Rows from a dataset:
-- begin --
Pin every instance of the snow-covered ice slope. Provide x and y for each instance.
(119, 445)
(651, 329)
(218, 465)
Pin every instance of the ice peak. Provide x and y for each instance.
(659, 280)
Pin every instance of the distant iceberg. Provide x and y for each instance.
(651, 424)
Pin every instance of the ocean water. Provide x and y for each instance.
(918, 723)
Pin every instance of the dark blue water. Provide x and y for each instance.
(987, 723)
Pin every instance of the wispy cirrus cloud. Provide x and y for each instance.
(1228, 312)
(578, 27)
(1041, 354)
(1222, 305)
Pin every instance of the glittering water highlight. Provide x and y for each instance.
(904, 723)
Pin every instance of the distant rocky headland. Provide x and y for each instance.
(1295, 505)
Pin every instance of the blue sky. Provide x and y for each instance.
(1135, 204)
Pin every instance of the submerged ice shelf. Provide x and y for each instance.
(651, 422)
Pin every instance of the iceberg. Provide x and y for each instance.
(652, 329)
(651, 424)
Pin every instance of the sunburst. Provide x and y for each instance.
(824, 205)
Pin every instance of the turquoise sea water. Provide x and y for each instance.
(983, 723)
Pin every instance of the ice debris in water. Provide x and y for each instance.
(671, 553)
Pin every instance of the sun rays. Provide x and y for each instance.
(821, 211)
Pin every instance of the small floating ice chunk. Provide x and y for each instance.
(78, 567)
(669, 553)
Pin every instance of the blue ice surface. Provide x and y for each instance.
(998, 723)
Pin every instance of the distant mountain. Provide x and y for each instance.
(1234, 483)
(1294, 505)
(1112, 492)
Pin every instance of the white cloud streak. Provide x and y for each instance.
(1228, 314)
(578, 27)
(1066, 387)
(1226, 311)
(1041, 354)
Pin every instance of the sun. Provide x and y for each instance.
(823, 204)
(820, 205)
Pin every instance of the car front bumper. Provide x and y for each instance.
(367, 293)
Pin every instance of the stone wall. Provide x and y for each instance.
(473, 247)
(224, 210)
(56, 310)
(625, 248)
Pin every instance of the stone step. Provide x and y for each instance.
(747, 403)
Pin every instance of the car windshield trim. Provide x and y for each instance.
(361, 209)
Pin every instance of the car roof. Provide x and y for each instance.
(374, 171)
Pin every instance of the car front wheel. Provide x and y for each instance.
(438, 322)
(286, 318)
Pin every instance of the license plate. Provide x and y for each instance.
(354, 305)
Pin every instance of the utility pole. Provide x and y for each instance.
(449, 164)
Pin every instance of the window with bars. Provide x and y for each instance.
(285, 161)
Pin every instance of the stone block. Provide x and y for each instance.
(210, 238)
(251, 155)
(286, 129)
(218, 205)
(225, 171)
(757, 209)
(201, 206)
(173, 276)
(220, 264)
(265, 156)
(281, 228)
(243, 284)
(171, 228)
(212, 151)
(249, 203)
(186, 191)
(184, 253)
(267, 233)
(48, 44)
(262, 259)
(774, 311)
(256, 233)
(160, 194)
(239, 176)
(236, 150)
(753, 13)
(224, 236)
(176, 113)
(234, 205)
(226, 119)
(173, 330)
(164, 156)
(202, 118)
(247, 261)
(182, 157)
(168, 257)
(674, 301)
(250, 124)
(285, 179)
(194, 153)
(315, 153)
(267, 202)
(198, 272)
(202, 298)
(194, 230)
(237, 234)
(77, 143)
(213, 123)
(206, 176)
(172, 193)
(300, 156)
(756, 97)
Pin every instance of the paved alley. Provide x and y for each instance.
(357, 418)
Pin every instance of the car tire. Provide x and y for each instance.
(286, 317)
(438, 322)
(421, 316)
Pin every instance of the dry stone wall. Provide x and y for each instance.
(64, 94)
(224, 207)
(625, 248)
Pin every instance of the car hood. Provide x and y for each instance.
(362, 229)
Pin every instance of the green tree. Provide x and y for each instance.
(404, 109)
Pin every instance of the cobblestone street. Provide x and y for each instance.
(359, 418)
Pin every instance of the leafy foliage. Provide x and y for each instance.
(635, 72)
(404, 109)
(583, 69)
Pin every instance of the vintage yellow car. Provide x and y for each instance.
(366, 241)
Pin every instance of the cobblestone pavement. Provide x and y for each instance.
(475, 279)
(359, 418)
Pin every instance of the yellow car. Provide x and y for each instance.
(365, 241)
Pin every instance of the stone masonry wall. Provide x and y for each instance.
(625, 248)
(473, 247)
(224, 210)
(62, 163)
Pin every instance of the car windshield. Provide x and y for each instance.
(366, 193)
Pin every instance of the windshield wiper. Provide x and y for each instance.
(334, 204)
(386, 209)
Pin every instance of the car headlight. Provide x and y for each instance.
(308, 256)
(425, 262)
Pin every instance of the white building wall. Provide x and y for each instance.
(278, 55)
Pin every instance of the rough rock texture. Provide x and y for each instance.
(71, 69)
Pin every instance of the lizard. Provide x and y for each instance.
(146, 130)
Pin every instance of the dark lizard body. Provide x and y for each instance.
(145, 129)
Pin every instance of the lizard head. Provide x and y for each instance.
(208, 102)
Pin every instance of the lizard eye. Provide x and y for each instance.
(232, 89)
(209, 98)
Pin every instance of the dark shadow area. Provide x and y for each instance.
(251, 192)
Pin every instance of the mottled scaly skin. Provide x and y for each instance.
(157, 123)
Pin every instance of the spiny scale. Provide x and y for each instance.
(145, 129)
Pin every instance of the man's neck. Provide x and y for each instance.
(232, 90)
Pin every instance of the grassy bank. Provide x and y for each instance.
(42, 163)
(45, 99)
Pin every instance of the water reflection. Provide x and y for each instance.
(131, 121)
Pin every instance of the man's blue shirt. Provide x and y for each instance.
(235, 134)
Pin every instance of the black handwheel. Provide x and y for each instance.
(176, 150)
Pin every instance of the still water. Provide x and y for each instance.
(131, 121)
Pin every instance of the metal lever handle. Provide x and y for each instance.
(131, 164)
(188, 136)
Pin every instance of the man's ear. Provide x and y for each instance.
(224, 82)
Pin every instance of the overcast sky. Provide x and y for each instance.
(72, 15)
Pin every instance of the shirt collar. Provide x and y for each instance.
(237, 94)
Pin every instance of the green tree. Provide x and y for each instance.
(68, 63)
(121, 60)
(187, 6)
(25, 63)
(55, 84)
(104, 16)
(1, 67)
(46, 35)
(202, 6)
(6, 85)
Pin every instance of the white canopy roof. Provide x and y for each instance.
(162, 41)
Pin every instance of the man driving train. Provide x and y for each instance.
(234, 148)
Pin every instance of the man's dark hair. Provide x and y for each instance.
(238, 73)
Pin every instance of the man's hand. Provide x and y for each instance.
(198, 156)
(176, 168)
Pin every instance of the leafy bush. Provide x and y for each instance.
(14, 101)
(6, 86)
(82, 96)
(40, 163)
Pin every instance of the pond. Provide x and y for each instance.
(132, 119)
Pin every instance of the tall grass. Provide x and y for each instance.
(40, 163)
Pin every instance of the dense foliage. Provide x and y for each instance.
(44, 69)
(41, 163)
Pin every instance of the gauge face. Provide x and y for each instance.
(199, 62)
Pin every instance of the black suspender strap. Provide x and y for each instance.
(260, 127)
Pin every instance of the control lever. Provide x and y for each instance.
-- end --
Quote the records word for word, starting at the line that contains "Pin every instance of the overcast" and continuing through the end of the records, with both ends included.

● Exercise solution
Pin every instance of the overcast sky. Provide x and y for each instance.
(72, 15)
Pin every instance of the shirt collar. Provide x and y for each instance.
(237, 94)
Pin every instance of the green tree. Provide x and y for each instance.
(68, 63)
(121, 60)
(187, 6)
(25, 63)
(55, 84)
(104, 16)
(1, 67)
(46, 35)
(202, 6)
(6, 85)
Pin every instance of the white canopy roof. Provide x and y for each instance.
(162, 41)
Pin every instance of the man driving train. Provide x and y for each instance.
(234, 148)
Pin every instance of the man's dark hair. Provide x and y for each instance.
(238, 73)
Pin every instance of the man's hand. Provide x and y for each instance.
(198, 156)
(176, 168)
Pin every instance of the leafy bush. Provide x and y for each instance.
(14, 101)
(6, 86)
(82, 96)
(40, 163)
Pin every instance of the pond. Provide x and y for each instance.
(132, 119)
Pin every instance of the tall grass. Provide x and y for each instance.
(40, 163)
Pin every instance of the dense foliage. Provide x and y for each instance.
(44, 69)
(41, 163)
Pin every instance of the gauge face. Provide x and y for each instance.
(199, 62)
Pin every instance of the black suspender strap. Provide x and y for each instance.
(260, 127)
Pin every instance of the control lever. Provide x and y for each instance.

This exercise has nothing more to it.